The problem ::
In the property tax article below, write out word for word the stretch from "This way, you" through "a new room.".

Page excerpt ::
Let us face it, buying a home is expensive. Most people think your expenses end with the mortgage, but this is far from reality.
If you are not familiar with property taxes, you might be surprised by just how much they actually are. It is crucial that you know how to calculate your property tax before making a new home purchase.
This way, you will have an accurate estimate of what your monthly and annual home-related expenses will be.
Property taxes can change. Depending on the local real estate market, the assessed value of your home can go up or down.
This also holds true when you do home improvements, like remodeling or adding a new room.
Your local government laws may also change, causing a spike in your property taxes.
If you are a first-time homeowner, this can be confusing. Read on to have a clearer understanding of property tax and its effect on your home purchase:
What is a Property Tax?
Millions of homeowners pay property taxes every year. These are taxes levied by city or county governments on properties, mostly real estates.
Property taxes are calculated using the value of a property, including the land and buildings on it. The higher the value of your home is, the more you will have to pay.
Following the standards set by the taxing authority, assessors will value your property every one to five years and charge you with the appropriate rate.
You may be wondering if the current COVID-19 pandemic will affect property taxes. Experts agree that it will not, at least not in the immediate future.
Likewise, the current market fluctuations may not be as impactful as many think.
Even if property values decline now and in the next year, it will not matter much if you do not have plans to sell for ten years.
How to Calculate Your Property Tax
Property taxes may vary from city to city, county to county. Local taxing authorities set a rate, commonly referred to as a mill or millage rate, that each house will be taxed at.
This may change from year to year, depending on the needs of the government.
Calculations of a home’s assessed value may also differ. Some regions rule property tax is based on the sale price, while others depend on the market value.
This is very useful as the two tend to quickly diverge, especially if you’ve purchased a brand new home like one from Paradise Developments in Ajax, Ontario or another part of the Greater Toronto Area.
To help figure out how to calculate property tax on a house you plan to buy, check the most recently assessed property value in your location and look up the current property tax rate.
This is usually available on your county’s website or on the real estate listing for assessment and tax information.
Then, do the math – home’s assessed value x tax rate = property tax for my house. The amount is generally owed annually or semi-annually.
How to Determine Home Value for Property Taxes
To estimate property taxes on a new home, start with determining its value. You do not just look at the sale price of a house to know its home value.
There are other things to consider, including square footage, acreage, and home features. Construction materials and labor costs are also taken into account.
Tax assessors use several methods to determine a home’s value. These include income, sales evaluation, and cost methods.
The income method is based on how much income you could make from the property if it were rented. This includes maintenance and management costs.
With the sales evaluation method, the assessor values the property using comparable sales in the area, heavily prioritizing the local market trends and community features.
The cost method is used when the assessor determines property value based on how much it would cost to replace it.
Revising a Property’s Tax Assessment
Changes in homeownership may result in property tax changes.

Given data ::
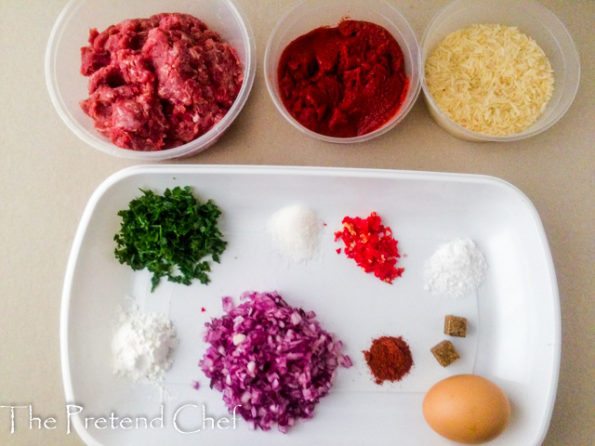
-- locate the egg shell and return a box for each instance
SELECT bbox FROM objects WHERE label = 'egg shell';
[423,375,510,444]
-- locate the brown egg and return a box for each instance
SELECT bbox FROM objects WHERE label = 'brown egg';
[423,375,510,444]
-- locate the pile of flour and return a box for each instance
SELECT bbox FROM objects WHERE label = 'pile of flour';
[268,205,322,262]
[423,239,487,297]
[112,308,178,383]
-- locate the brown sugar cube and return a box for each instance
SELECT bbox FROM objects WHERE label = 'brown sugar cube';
[444,314,467,338]
[431,341,460,367]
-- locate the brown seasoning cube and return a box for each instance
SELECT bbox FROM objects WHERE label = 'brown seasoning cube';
[431,341,460,367]
[444,314,467,338]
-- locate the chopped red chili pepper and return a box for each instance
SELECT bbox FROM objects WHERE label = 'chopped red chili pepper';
[335,212,405,283]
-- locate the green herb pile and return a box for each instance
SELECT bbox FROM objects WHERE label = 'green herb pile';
[114,186,227,291]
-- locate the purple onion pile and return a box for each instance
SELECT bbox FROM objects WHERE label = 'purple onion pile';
[199,292,351,432]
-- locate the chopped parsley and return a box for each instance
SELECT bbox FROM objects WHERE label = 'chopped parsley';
[114,186,227,291]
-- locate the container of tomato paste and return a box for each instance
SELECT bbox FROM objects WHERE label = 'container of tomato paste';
[264,0,422,143]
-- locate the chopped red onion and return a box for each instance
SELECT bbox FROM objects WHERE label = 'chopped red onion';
[199,292,352,432]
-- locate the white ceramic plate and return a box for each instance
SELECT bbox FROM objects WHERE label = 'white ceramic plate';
[61,165,560,446]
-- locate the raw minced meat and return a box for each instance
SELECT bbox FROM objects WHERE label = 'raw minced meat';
[81,13,243,151]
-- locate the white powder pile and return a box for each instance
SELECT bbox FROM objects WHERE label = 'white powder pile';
[112,310,178,383]
[268,205,322,262]
[423,239,487,297]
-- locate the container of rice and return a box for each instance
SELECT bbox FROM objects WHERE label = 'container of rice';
[421,0,580,142]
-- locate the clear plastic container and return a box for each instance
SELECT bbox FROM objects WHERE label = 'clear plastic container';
[421,0,580,142]
[45,0,256,161]
[264,0,422,143]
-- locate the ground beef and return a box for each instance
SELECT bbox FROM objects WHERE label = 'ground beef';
[81,14,243,150]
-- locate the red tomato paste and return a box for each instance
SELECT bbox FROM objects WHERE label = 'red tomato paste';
[81,14,243,150]
[278,20,409,137]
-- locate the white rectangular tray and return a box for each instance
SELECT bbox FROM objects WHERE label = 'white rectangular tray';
[61,165,560,446]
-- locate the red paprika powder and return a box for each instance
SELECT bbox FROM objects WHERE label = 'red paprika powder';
[364,336,413,384]
[277,20,409,137]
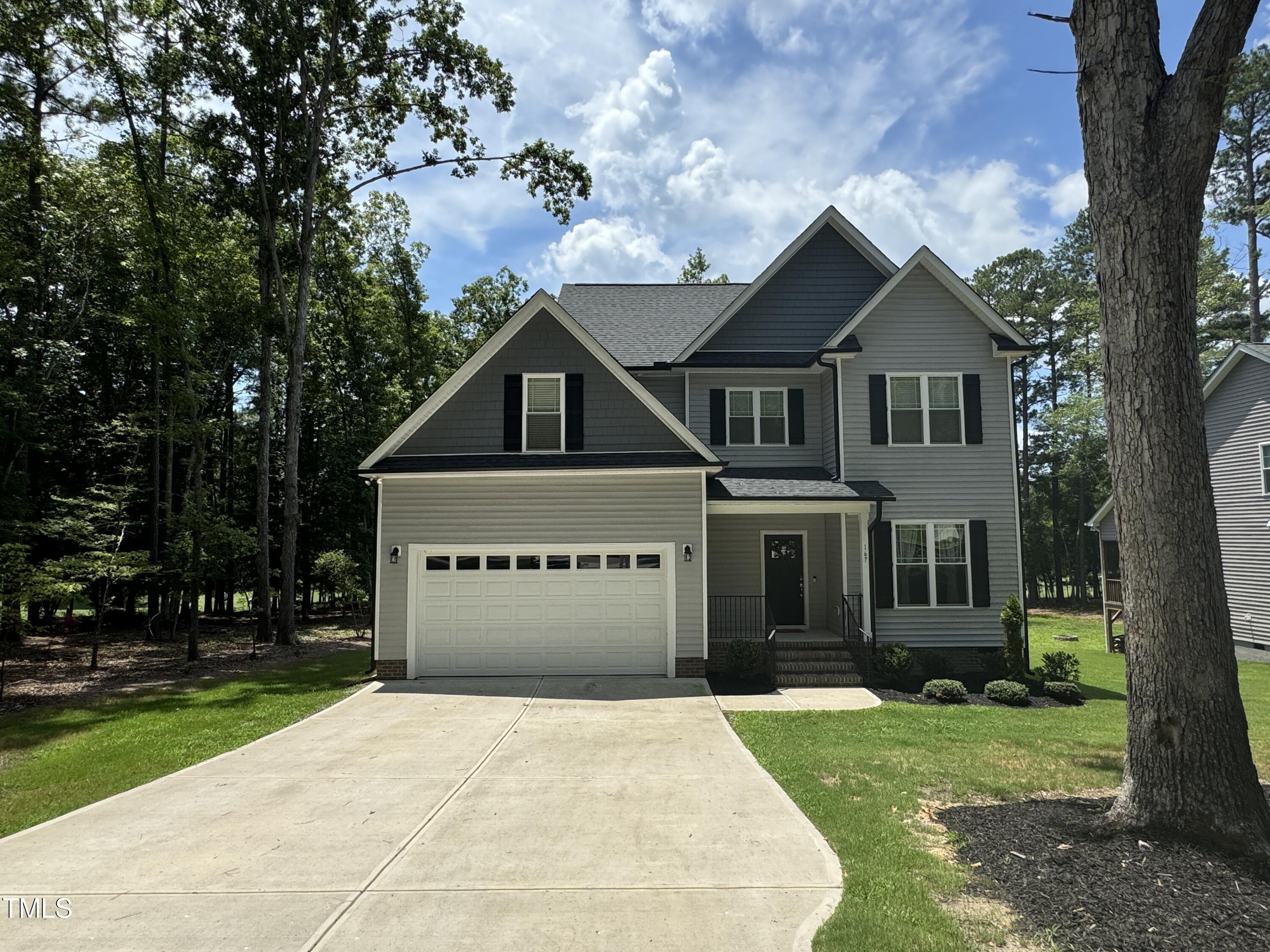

Answer section ::
This way, you will have an accurate estimate of what your monthly and annual home-related expenses will be.
Property taxes can change. Depending on the local real estate market, the assessed value of your home can go up or down.
This also holds true when you do home improvements, like remodeling or adding a new room.